### To do:
Could you write out every line of the records below, requests included, with each x,y point coordinate in the answers scaled by 1.9 and rounded to a whole number, halves rounding up? Leave the pictures out.

### Given data:
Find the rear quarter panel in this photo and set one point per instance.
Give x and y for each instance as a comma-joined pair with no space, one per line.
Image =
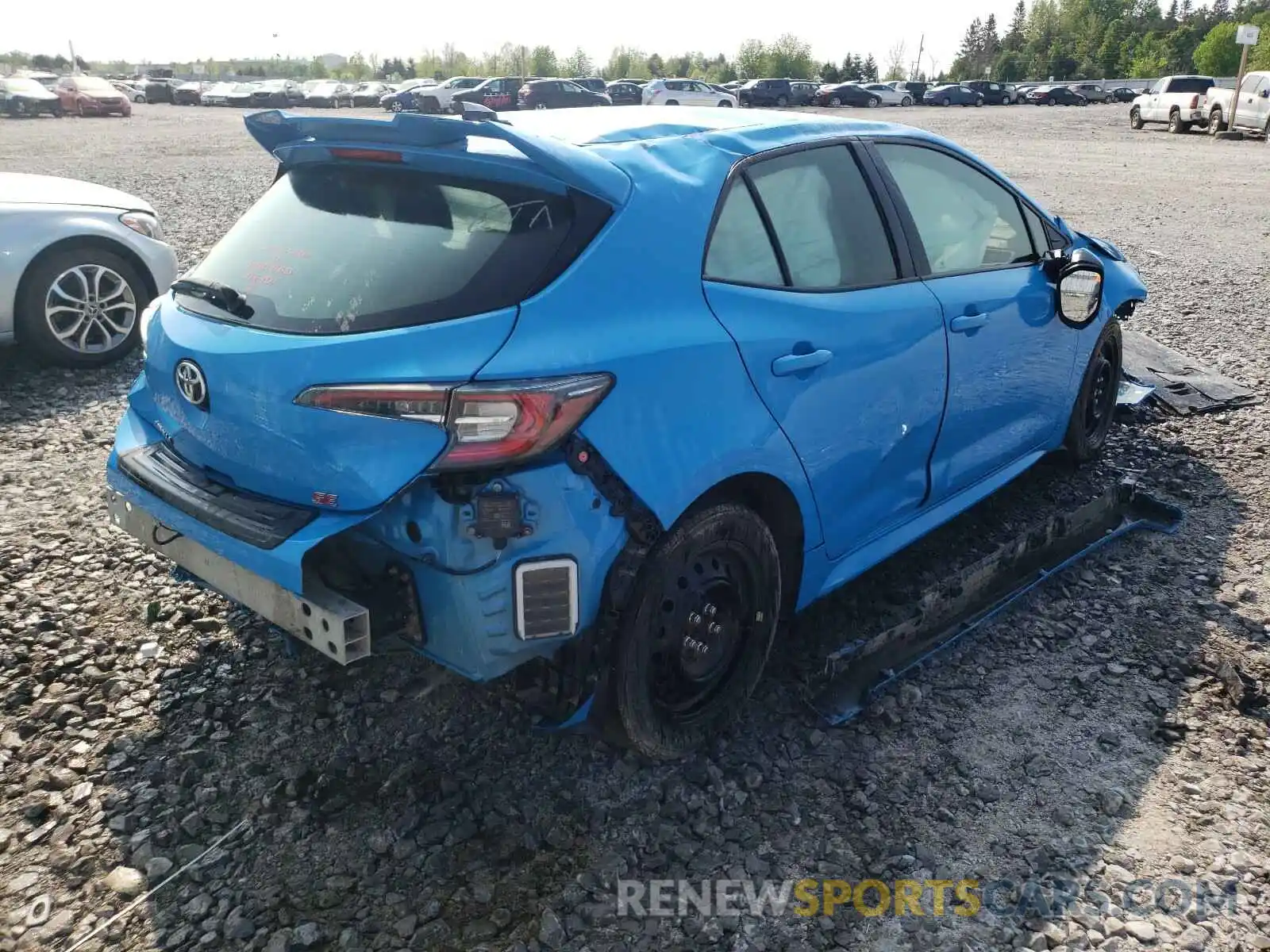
25,232
683,414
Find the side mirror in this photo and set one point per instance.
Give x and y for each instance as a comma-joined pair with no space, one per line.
1080,289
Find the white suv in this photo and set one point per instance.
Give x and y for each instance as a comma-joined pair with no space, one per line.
686,93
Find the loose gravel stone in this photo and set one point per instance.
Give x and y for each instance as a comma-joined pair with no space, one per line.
1085,733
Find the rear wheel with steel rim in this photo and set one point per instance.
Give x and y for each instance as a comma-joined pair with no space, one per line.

### Solution:
Find the rear quarter panel in this photo and set one point per instance.
Give x and y for each instance as a comma-joined pair with no space, one per line.
Image =
48,441
1298,787
Find the side mirror in this photo and set one point per instance.
Give x and y for each instance as a comma-joined pair with no space, one per line.
2052,549
Find the white suv in this photo and set one point per instance.
Give x and y for each instance as a comma-joined pair with no space, one per line.
1303,177
Find the loose gravel stone in this photo and set one point per instance.
Give x and y for each instance as a comma-joined pair with no space, one per line.
2062,1393
Find the rear wheel with steel rim in this photo and set one point per instance.
Give x and y for each instance as a comma-joined pair with no space, one per line.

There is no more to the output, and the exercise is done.